◆ Problem A
In the forum thread, what kind of book does DH have?

◆ Text provided

***

Buffy: So how'd she get away with the bad mojo stuff? Anya: Giles sold it to her. Giles: Well, I didn't know it was her. I mean, how could I? If it's any consolation, I may have overcharged her.

'Sleeper'


The Great Write Way, Act Three: Where's the gun?

A place for Buffistas to discuss, beta and otherwise deal and dish on their non-fan fiction projects.


Amy - Nov 19, 2008 5:53:39 pm PST #1175 of 6690
Because books.

Hey, you're the sort of psycho I'd like on my side.


sarameg - Nov 19, 2008 5:58:18 pm PST #1176 of 6690

Hee.


Jessica - Nov 20, 2008 2:55:23 pm PST #1177 of 6690
And then Ortus came and said "It's Ortin' time" and they all Orted off into the sunset

t pokes head in

Hi writer people! I suppose I could have posted this in Press, but figured I'd get a better response in here. DH has a book in search of an agent, and I was wondering if anyone could get me Agent Kate's info so I could pass it on?

I don't know how much I'm allowed to say about the book in public, but it's nonfiction, entertainment-industry related. Not a gossipy memoir. My profile addy is good.


Barb - Nov 20, 2008 3:37:41 pm PST #1178 of 6690
“Not dead yet!”

Jess, insent.


Jessica - Nov 20, 2008 4:54:17 pm PST #1179 of 6690
And then Ortus came and said "It's Ortin' time" and they all Orted off into the sunset

Barb, you rock! Thanks so much.

***

[Excerpts from segmentation records]
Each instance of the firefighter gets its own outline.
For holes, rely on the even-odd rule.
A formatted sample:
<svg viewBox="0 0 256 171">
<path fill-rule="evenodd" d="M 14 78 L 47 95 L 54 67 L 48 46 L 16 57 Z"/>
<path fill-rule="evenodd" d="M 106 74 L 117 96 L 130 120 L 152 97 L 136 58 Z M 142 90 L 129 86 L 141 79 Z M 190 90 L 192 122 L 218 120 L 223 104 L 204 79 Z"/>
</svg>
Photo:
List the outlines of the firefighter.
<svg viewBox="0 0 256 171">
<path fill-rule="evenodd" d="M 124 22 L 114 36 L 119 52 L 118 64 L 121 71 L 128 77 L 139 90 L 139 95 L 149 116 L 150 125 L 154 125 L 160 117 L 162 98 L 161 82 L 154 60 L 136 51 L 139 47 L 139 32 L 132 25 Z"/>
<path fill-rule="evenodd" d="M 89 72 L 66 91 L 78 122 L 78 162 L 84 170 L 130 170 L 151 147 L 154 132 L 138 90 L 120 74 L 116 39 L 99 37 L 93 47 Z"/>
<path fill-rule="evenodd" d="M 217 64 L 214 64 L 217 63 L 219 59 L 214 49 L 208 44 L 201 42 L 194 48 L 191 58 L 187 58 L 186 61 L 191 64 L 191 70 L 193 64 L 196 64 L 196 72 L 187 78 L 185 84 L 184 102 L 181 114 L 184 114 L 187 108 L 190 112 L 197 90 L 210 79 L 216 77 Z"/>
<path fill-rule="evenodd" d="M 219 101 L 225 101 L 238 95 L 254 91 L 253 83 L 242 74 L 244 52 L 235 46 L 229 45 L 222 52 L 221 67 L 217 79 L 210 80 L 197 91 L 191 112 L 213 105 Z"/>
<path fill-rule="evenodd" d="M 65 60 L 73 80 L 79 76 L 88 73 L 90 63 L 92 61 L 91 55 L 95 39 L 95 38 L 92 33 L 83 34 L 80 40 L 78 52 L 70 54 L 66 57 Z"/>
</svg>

***

◆ Problem B
Format the listing from its first line through the line holding "91 L 78 122", inclusive, as a Markdown table with the columns Row and Line, skipping any blank lines.

◆ Correct result A
A nonfiction book related to the entertainment industry, not a gossipy memoir.

◆ Correct result B
| Row | Line |
|---|---|
| 1 | Each instance of the firefighter gets its own outline. |
| 2 | For holes, rely on the even-odd rule. |
| 3 | A formatted sample: |
| 4 | <svg viewBox="0 0 256 171"> |
| 5 | <path fill-rule="evenodd" d="M 14 78 L 47 95 L 54 67 L 48 46 L 16 57 Z"/> |
| 6 | <path fill-rule="evenodd" d="M 106 74 L 117 96 L 130 120 L 152 97 L 136 58 Z M 142 90 L 129 86 L 141 79 Z M 190 90 L 192 122 L 218 120 L 223 104 L 204 79 Z"/> |
| 7 | </svg> |
| 8 | Photo: |
| 9 | List the outlines of the firefighter. |
| 10 | <svg viewBox="0 0 256 171"> |
| 11 | <path fill-rule="evenodd" d="M 124 22 L 114 36 L 119 52 L 118 64 L 121 71 L 128 77 L 139 90 L 139 95 L 149 116 L 150 125 L 154 125 L 160 117 L 162 98 L 161 82 L 154 60 L 136 51 L 139 47 L 139 32 L 132 25 Z"/> |
| 12 | <path fill-rule="evenodd" d="M 89 72 L 66 91 L 78 122 L 78 162 L 84 170 L 130 170 L 151 147 L 154 132 L 138 90 L 120 74 L 116 39 L 99 37 L 93 47 Z"/> |